══ Listed entries ══

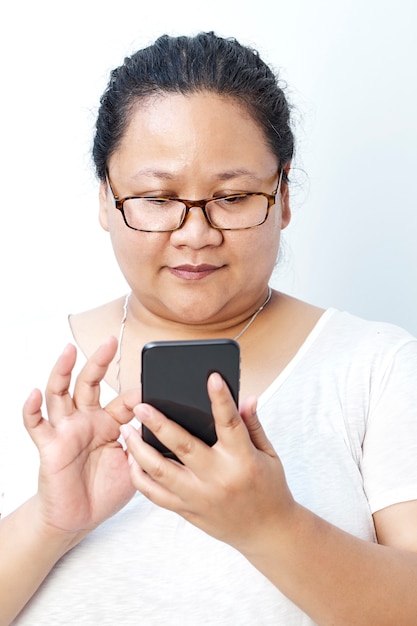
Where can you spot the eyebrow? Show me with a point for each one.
(221, 176)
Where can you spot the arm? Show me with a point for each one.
(83, 477)
(332, 576)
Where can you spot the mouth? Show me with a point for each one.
(193, 272)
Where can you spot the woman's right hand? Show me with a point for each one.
(84, 475)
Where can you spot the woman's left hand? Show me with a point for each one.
(234, 490)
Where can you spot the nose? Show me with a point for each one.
(196, 231)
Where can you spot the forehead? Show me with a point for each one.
(202, 127)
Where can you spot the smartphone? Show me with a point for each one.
(174, 380)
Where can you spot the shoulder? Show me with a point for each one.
(358, 334)
(90, 328)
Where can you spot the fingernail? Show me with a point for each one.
(125, 431)
(216, 381)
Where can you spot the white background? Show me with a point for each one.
(351, 71)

═══

The records above are to be restated exactly, with all pictures omitted.

* **Reply**:
Where can you spot the eyebrow? Show me with a point for each one.
(221, 176)
Where can you spot the arm? Show me with a point for each one.
(83, 477)
(332, 576)
Where can you spot the mouth? Show me with a point for each one.
(193, 272)
Where can you spot the woman's right hand? Show me with a point for each one.
(84, 475)
Where can you spot the woman's left hand? Show me with a point for each one.
(234, 490)
Where can you spot the nose? Show me with a point for each one.
(196, 231)
Where can you spot the forehead? Show me with a point for each one.
(202, 127)
Where can you spot the smartphone? Show me with a point for each one.
(174, 380)
Where can you spot the shoulder? Show me with a point for each one.
(358, 334)
(90, 328)
Where can you spot the fingernail? Show me with a point for each one.
(125, 431)
(216, 381)
Where can you spot the white background? Show me with a point for each one.
(351, 71)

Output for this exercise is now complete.